• _Objetivo da tarefa_
Ponha todas as linhas abaixo em uma lista JSON de strings, com uma string para cada linha, deixando de fora as linhas em branco.

________

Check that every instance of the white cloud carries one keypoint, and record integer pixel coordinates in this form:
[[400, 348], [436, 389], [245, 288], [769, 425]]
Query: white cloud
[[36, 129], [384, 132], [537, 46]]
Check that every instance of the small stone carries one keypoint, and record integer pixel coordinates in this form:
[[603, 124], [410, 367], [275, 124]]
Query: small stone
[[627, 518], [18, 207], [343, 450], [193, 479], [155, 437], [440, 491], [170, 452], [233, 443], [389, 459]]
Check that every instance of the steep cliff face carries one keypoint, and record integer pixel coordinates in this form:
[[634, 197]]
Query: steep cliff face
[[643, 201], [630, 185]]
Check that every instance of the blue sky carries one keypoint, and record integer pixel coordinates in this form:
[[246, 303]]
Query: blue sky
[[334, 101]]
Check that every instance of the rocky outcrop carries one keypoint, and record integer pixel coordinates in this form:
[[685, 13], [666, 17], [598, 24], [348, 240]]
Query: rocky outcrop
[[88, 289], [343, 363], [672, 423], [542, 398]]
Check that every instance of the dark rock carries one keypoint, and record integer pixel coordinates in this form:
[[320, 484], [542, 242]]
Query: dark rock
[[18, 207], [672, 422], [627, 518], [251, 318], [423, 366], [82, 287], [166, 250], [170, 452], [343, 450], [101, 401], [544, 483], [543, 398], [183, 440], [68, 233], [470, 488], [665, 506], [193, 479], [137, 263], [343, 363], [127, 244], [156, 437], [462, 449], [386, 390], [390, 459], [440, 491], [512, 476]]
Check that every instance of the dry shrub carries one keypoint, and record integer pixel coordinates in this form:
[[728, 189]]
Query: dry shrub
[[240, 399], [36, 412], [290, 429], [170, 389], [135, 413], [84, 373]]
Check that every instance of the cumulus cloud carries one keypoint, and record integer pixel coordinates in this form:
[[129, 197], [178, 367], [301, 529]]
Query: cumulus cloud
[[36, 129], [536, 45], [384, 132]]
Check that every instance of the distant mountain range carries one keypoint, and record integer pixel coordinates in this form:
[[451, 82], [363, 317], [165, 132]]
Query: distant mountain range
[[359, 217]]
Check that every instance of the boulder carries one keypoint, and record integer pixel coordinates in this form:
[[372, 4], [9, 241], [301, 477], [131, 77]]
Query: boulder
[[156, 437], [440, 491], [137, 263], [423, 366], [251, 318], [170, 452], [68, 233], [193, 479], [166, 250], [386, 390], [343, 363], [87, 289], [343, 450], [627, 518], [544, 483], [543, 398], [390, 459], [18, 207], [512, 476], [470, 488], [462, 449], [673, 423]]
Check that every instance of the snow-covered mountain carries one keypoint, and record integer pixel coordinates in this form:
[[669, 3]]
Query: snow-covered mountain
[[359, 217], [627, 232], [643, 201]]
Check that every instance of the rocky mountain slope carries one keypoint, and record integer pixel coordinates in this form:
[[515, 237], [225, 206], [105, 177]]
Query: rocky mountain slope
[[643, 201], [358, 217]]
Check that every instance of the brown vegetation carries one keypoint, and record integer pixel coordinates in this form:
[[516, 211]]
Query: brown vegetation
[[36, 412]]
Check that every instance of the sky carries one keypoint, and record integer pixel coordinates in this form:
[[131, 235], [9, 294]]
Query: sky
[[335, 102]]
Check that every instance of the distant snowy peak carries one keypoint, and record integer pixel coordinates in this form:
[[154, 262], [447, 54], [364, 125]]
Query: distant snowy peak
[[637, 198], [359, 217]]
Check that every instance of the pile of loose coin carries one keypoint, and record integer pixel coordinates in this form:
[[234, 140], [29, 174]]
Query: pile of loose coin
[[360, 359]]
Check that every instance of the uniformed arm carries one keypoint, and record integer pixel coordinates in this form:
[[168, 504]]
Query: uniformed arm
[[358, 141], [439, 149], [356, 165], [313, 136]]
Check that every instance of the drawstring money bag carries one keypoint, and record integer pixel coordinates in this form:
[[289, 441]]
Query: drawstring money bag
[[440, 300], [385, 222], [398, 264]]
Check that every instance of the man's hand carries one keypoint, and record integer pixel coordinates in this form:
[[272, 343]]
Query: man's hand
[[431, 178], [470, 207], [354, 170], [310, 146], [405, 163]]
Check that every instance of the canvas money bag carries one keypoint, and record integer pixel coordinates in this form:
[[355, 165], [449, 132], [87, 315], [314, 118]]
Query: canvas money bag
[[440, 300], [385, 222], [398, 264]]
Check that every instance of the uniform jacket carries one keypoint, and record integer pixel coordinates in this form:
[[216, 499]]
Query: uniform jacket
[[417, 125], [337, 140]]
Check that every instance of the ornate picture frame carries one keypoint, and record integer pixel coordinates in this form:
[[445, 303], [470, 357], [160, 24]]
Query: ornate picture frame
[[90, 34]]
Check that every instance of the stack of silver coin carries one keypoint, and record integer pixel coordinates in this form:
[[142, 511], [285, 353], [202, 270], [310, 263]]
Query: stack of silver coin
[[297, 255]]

________

• _Solução_
[
  "Check that every instance of the white cloud carries one keypoint, and record integer pixel coordinates in this form:",
  "[[400, 348], [436, 389], [245, 288], [769, 425]]",
  "Query: white cloud",
  "[[36, 129], [384, 132], [537, 46]]",
  "Check that every instance of the small stone carries one keypoint, and record integer pixel coordinates in this form:",
  "[[603, 124], [410, 367], [275, 124]]",
  "Query: small stone",
  "[[627, 518], [18, 207], [343, 450], [193, 479], [155, 437], [440, 491], [170, 452], [233, 443], [389, 459]]",
  "Check that every instance of the steep cliff face carries one keypoint, and record integer pixel coordinates in this form:",
  "[[634, 197]]",
  "Query: steep cliff face",
  "[[643, 201], [630, 185]]",
  "Check that every instance of the blue sky carries one keypoint, and record integer pixel coordinates in this form:",
  "[[246, 303]]",
  "Query: blue sky",
  "[[334, 101]]",
  "Check that every instance of the rocky outcrop carries one keypoint, and record integer pixel coordinates in this form:",
  "[[685, 13], [666, 17], [598, 24], [348, 240]]",
  "Query: rocky outcrop",
  "[[88, 289], [343, 363], [672, 423], [542, 398]]",
  "Check that every instance of the dark rock carries one keypoint, and record integer pixel coordinates in this form:",
  "[[320, 484], [542, 242]]",
  "Query: dark rock",
  "[[18, 207], [672, 422], [627, 518], [251, 318], [423, 366], [82, 287], [166, 250], [170, 452], [343, 450], [101, 401], [544, 483], [543, 398], [183, 440], [68, 233], [470, 488], [665, 506], [193, 479], [137, 263], [343, 363], [127, 244], [156, 437], [462, 449], [386, 390], [390, 459], [440, 491], [512, 476]]",
  "Check that every instance of the dry shrub carries one keypoint, and record integer pixel coordinates in this form:",
  "[[728, 189]]",
  "Query: dry shrub",
  "[[240, 399], [36, 412], [290, 429], [170, 389], [135, 413], [84, 373]]",
  "Check that every instance of the cumulus cloud carries one keypoint, and record integer pixel coordinates in this form:",
  "[[129, 197], [178, 367], [301, 529]]",
  "Query: cumulus cloud",
  "[[36, 129], [536, 45], [384, 132]]",
  "Check that every instance of the distant mountain range carries one keypoint, and record integer pixel coordinates in this form:",
  "[[451, 82], [363, 317], [165, 132]]",
  "Query: distant mountain range",
  "[[359, 217]]",
  "Check that every instance of the boulder carries one keypoint, and record integer pixel coordinates in this form:",
  "[[372, 4], [9, 241], [301, 477], [131, 77]]",
  "Query: boulder",
  "[[156, 437], [440, 491], [137, 263], [423, 366], [251, 318], [170, 452], [68, 233], [193, 479], [166, 250], [386, 390], [343, 363], [87, 289], [343, 450], [627, 518], [544, 483], [543, 398], [390, 459], [18, 207], [512, 476], [470, 488], [462, 449], [673, 423]]",
  "Check that every instance of the snow-covered mountain carries one keypoint, and record integer pixel coordinates in this form:",
  "[[669, 3]]",
  "Query: snow-covered mountain",
  "[[359, 217], [627, 232], [643, 201]]",
  "Check that every instance of the rocky mountain slope carries one keypoint, and record integer pixel coordinates in this form:",
  "[[515, 237], [225, 206], [105, 177]]",
  "Query: rocky mountain slope",
  "[[643, 201], [358, 217]]",
  "Check that every instance of the brown vegetation carries one keypoint, and record integer pixel coordinates in this form:",
  "[[516, 211]]",
  "Query: brown vegetation",
  "[[36, 412]]",
  "Check that every instance of the sky carries one keypoint, and record integer pixel coordinates in this form:",
  "[[131, 235], [9, 294]]",
  "Query: sky",
  "[[335, 102]]",
  "Check that every instance of the distant snowy peak carries one keypoint, and record integer pixel coordinates in this form:",
  "[[154, 262], [447, 54], [364, 125]]",
  "Query: distant snowy peak",
  "[[637, 198], [359, 217]]",
  "Check that every instance of the pile of loose coin carries one keypoint, and record integer pixel coordinates in this form:",
  "[[234, 140], [29, 174]]",
  "Query: pile of loose coin",
  "[[360, 359]]",
  "Check that every instance of the uniformed arm carries one keypoint, and record integer pixel coordinates in this form:",
  "[[168, 504]]",
  "Query: uniformed arm",
  "[[358, 141], [439, 149], [356, 165], [313, 136]]",
  "Check that every instance of the drawstring money bag carries one keypoint, and record integer pixel coordinates in this form:",
  "[[289, 441]]",
  "Query: drawstring money bag",
  "[[440, 300], [385, 222], [398, 264]]",
  "Check that every instance of the man's hand carries one keypoint, and record integer pixel coordinates in this form:",
  "[[272, 343]]",
  "Query: man's hand",
  "[[431, 178], [470, 207], [354, 170], [310, 146], [405, 163]]",
  "Check that every instance of the canvas money bag carries one keypoint, and record integer pixel coordinates in this form:",
  "[[355, 165], [449, 132], [87, 315], [314, 118]]",
  "Query: canvas money bag",
  "[[440, 300], [385, 222], [398, 264]]",
  "Check that every instance of the uniform jacket carries one keypoint, and record integer pixel coordinates in this form:",
  "[[216, 499]]",
  "Query: uniform jacket",
  "[[417, 125], [337, 140]]",
  "Check that every instance of the ornate picture frame carries one keypoint, and record integer pixel coordinates in this form:",
  "[[445, 303], [470, 357], [160, 24]]",
  "Query: ornate picture frame",
  "[[90, 34]]",
  "Check that every instance of the stack of silver coin carries one keypoint, and record integer pixel coordinates in this form:",
  "[[142, 511], [285, 353], [202, 270], [310, 263]]",
  "Query: stack of silver coin",
  "[[297, 255]]"
]